Echo the entries below word for word, everything from the line containing "Reviewer note. Check that every instance of the spire" down to the line containing "<point>83,42</point>", both included.

= Dataset records =
════════

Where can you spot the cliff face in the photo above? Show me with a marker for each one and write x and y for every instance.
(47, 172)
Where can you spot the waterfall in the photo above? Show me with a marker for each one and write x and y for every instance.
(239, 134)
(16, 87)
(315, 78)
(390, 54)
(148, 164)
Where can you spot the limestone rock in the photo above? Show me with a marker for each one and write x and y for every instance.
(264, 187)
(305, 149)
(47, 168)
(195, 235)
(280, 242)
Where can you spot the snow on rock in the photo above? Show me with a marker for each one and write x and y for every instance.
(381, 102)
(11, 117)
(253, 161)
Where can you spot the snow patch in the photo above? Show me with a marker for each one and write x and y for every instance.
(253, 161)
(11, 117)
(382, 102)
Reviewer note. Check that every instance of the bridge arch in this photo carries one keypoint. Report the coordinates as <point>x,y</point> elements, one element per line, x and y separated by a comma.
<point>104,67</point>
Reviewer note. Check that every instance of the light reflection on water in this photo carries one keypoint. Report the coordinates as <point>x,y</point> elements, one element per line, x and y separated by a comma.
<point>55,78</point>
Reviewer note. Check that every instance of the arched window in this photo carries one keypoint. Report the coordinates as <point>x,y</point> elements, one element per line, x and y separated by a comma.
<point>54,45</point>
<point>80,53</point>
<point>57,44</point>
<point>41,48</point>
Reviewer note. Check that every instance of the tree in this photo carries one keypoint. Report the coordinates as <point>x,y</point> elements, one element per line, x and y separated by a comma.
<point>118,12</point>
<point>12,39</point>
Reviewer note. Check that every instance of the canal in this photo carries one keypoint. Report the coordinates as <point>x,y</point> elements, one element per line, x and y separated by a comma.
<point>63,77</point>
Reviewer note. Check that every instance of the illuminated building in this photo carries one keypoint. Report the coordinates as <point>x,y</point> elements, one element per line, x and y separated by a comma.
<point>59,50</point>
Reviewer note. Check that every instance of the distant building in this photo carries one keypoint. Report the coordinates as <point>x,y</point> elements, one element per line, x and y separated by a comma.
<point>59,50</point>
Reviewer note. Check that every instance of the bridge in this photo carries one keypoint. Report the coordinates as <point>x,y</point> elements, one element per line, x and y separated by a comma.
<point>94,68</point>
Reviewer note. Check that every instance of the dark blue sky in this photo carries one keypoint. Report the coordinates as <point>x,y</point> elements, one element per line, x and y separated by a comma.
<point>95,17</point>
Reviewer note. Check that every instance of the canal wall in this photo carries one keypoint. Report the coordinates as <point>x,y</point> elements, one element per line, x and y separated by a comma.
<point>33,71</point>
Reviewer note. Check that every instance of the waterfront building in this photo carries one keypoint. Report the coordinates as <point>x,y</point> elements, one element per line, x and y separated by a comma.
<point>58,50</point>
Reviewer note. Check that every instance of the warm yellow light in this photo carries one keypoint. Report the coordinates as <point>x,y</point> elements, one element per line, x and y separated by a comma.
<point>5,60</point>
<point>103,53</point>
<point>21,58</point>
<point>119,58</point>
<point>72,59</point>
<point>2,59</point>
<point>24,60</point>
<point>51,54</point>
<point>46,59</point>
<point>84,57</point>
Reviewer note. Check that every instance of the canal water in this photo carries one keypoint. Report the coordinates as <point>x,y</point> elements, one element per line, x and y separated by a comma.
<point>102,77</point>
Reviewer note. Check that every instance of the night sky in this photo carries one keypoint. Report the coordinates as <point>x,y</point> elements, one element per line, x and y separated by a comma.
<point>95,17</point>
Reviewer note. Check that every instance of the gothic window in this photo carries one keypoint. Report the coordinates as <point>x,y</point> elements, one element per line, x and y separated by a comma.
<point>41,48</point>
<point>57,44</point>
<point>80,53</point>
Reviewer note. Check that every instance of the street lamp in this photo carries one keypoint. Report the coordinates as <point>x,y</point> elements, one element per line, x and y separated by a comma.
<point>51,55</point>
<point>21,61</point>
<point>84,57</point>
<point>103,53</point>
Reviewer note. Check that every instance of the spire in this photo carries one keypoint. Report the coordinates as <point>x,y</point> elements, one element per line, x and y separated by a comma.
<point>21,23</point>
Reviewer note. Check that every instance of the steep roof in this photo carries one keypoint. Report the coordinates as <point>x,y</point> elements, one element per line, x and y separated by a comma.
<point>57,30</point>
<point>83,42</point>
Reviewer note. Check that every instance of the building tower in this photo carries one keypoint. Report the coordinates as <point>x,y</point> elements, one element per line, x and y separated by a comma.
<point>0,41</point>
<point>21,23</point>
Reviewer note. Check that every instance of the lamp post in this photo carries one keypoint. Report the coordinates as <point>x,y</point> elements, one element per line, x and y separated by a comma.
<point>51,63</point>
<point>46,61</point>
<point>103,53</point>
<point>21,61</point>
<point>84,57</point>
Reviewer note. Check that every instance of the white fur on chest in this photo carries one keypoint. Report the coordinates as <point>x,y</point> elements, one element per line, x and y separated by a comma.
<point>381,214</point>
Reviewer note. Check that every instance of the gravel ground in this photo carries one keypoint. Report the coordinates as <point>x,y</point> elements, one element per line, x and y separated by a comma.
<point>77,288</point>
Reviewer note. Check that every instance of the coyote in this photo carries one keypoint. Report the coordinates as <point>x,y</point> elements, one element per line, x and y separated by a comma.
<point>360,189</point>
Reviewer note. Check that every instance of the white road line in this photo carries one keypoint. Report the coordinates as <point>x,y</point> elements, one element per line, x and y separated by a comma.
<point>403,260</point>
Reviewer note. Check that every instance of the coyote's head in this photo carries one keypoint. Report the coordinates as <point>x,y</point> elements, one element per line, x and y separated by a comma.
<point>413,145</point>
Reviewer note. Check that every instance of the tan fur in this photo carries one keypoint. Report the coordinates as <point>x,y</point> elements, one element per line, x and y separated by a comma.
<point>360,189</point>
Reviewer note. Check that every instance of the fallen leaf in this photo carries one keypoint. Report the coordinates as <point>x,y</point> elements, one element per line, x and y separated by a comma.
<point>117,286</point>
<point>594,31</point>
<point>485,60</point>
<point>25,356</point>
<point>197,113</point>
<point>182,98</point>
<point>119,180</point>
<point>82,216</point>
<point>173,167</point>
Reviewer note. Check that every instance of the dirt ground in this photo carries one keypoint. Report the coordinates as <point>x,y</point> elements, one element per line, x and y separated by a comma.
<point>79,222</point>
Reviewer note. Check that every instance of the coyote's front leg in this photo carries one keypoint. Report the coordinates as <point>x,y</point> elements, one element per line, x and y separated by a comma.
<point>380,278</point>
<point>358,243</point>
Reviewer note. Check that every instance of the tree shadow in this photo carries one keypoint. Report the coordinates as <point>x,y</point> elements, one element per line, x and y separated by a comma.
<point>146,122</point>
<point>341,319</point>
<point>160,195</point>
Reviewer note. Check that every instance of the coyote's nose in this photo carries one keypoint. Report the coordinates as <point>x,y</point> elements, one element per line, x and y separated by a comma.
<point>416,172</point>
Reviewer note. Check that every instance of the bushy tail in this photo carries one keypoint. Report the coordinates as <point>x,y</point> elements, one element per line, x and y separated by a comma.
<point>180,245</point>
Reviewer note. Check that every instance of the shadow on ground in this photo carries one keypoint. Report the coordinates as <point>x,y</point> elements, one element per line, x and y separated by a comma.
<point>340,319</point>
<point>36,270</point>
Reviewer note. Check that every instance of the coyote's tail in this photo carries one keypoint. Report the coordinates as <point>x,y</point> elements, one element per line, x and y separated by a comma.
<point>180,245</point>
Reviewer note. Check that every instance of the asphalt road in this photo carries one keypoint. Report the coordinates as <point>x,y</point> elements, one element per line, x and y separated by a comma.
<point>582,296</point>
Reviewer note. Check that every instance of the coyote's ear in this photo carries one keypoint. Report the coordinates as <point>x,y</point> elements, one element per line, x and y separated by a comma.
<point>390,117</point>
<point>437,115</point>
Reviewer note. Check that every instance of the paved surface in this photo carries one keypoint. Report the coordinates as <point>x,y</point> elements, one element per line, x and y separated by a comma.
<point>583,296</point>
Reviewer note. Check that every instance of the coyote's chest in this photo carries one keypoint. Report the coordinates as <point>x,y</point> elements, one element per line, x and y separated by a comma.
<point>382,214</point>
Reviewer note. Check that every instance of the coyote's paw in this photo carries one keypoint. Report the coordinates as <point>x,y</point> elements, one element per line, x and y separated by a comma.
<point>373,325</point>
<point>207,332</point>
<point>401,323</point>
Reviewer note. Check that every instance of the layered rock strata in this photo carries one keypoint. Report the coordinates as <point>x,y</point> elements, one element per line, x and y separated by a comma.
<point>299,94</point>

════════

= Solution =
Reviewer note. Check that every instance of the spire in this photo carries one keypoint. Report the coordinates as <point>x,y</point> elements, one element per line, x and y separated by a comma.
<point>21,23</point>
Reviewer note. Check that every instance of the steep roof in this photo carries one keypoint. Report the coordinates as <point>x,y</point> elements, one element per line, x and y separated by a comma.
<point>57,30</point>
<point>83,42</point>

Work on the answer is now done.